> **Description of the task**: Rewrite every item below, replacing each "pretty-printed" with "indented" and changing nothing else. Leave the pictures out of your answer.

↓

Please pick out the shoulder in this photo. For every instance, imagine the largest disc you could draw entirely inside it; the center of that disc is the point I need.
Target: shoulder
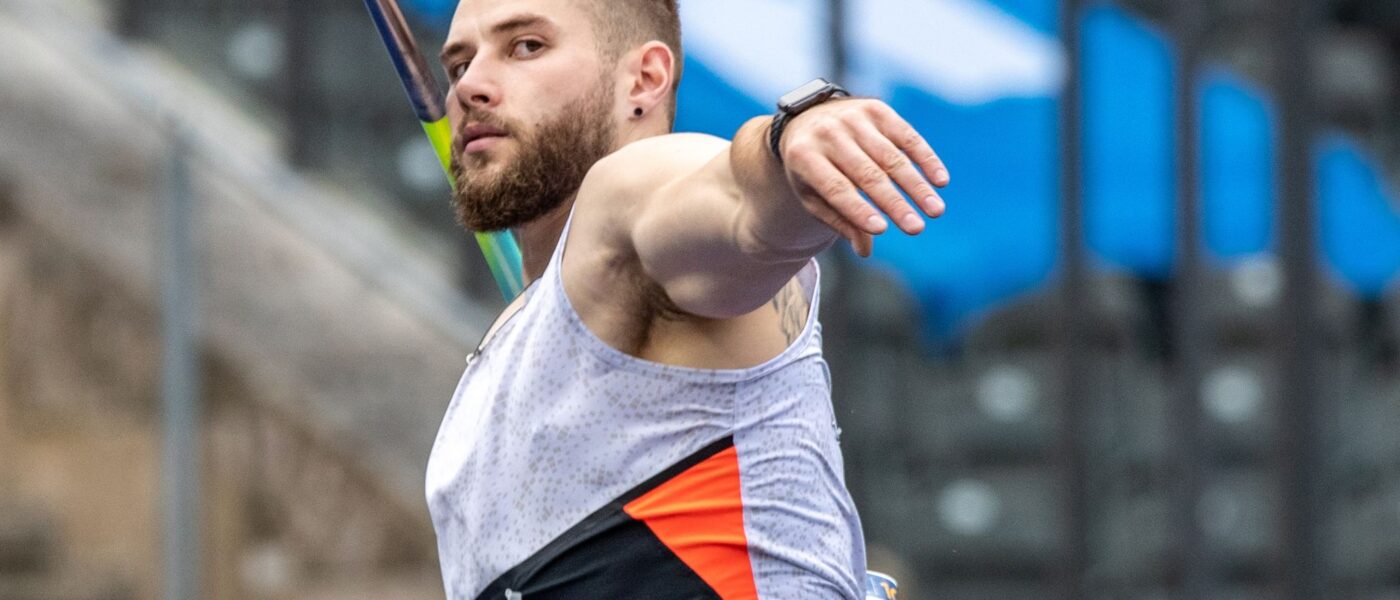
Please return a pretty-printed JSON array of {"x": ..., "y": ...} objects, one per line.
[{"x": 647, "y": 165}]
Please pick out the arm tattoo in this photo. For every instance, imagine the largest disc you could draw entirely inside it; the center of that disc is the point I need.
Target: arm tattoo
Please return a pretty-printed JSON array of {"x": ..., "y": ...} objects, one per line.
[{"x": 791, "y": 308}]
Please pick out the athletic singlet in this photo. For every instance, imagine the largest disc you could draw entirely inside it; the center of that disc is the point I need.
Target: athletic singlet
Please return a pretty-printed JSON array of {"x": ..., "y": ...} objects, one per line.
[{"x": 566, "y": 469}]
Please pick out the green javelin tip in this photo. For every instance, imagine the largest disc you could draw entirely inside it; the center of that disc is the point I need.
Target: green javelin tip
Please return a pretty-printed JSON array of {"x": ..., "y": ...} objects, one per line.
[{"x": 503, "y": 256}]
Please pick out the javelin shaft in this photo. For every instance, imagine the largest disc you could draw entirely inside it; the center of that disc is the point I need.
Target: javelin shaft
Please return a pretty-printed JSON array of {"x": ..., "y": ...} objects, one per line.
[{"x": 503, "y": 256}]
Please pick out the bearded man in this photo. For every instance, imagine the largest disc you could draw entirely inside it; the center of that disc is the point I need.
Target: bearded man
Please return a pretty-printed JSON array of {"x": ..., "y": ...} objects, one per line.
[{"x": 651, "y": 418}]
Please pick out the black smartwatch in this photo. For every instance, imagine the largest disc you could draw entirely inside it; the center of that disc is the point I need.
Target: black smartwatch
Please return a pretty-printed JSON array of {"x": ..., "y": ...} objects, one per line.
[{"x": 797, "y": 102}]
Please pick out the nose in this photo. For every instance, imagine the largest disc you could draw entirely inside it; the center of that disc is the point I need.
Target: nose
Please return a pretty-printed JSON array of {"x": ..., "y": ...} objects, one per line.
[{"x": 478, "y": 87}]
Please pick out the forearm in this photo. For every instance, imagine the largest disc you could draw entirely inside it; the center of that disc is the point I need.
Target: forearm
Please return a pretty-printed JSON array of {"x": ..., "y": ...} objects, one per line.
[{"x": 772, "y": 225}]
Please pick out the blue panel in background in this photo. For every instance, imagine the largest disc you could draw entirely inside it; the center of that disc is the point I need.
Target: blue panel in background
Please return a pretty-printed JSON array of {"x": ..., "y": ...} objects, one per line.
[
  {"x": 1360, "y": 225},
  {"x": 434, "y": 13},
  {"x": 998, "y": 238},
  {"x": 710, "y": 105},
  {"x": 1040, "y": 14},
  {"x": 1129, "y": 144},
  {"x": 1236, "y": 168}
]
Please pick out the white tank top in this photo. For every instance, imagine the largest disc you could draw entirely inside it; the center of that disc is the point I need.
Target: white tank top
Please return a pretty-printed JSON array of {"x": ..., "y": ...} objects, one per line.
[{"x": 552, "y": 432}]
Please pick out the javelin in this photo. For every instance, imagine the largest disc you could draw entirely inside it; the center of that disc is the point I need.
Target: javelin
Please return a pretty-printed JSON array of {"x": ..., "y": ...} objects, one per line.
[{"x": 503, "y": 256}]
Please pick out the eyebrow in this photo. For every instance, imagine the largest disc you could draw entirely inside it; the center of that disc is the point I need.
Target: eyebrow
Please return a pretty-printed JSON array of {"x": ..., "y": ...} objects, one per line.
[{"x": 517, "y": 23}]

↑

> **Written solution**:
Please pick out the shoulder in this photo. For every instance, imagine the largest disc you could draw entirely inside it; the center of that disc is the point I need.
Target: shoulder
Please return a indented JSON array of {"x": ..., "y": ...} objects, one per line.
[{"x": 647, "y": 165}]
Please pick out the arm tattoo in this photo. For every instance, imagine the largest disc you could draw entirely inside it; the center of that disc is the point I need.
Target: arm tattoo
Please return a indented JSON array of {"x": ..., "y": ...} objects, one per line.
[{"x": 791, "y": 308}]
Please pick out the athletic singlet in this photo. For every instance, imagine the largest disc you could draw entirely inside it; the center of that disc is the point I need.
Target: athletic singlet
Please return a indented JSON array of {"x": ..., "y": ...} objects, one per line.
[{"x": 566, "y": 469}]
Please pick out the green javelin tip in this photo. For every instance, imagine the largest disc you could draw entirely inside it; the center of that disc is the point I need.
Target: green javelin tip
Please return a indented JSON array of {"x": ..., "y": ...} objects, one per line.
[{"x": 503, "y": 256}]
Please pick out the javelin shaft in this photo. For every instance, imagine the largest disc you could draw entirely inside it; the center of that disc is the point I need.
Target: javelin shaft
Please return a indented JSON array of {"x": ..., "y": ...} objects, one per line.
[{"x": 503, "y": 256}]
Please pick out the bearded man in this photo. For every instance, imagine the largest disc you could draw entirely inside it; the center of that disc is the point I need.
Target: bearded man
Please return a indented JSON array of {"x": ..., "y": ...} objects, one per line.
[{"x": 651, "y": 418}]
Please pick out the black smartwatch in this photo. For every instance, imagine the largest disc you could draw entirely inside it; the center of that disc is the point I need.
Target: black smartwatch
Please return a indented JSON array of {"x": ..., "y": ...} objects, one per line.
[{"x": 797, "y": 102}]
Please pick out the nose in this photo. For every instance, imagine the largest disc you could draw entirely inside it; the center of that disc is the point I need.
Target: nose
Please return a indented JSON array of {"x": ..., "y": ...} objects, one per line.
[{"x": 478, "y": 87}]
Please pick out the forearm in this photo. For every instance, imagine the largest disc you could draw entirely inside it; the center of that disc is the point I need.
Target: forearm
Please return a indented JSON array of {"x": ..., "y": ...} objects, one per line.
[{"x": 772, "y": 225}]
Please pick out the blue panel in background in this photo. For every instance, imagine the largest disc you could draw entirely inside it; the center of that disc is the point I need.
Target: blue panel in background
Please return a indented JSON array of {"x": ..., "y": ...} objects, one per line.
[
  {"x": 1360, "y": 225},
  {"x": 434, "y": 13},
  {"x": 998, "y": 238},
  {"x": 710, "y": 105},
  {"x": 1040, "y": 14},
  {"x": 1129, "y": 144},
  {"x": 1236, "y": 168}
]
Please pick out the white tank top in this photo. For every instance, imagine the largest disc you could draw entirely inside it; the center of that disc is the point I need.
Target: white tank top
Please return a indented JSON array of {"x": ..., "y": ...} objects, one per line.
[{"x": 552, "y": 432}]
Please pick out the javelin in this photo. For every instance, imagine the largest disc you could draw entirely inside it; the center of that disc is the point I need.
Target: javelin
Please return a indented JSON array of {"x": ..., "y": ...} objects, one per line.
[{"x": 503, "y": 256}]
Please pick out the eyebrow in this photo. For every instance, imagine the largest disc you could draw entirely inside it; the center of that disc is the point I need.
Target: eyebrow
Please return a indented JSON array of {"x": ..., "y": ...} objects, one per line.
[{"x": 517, "y": 23}]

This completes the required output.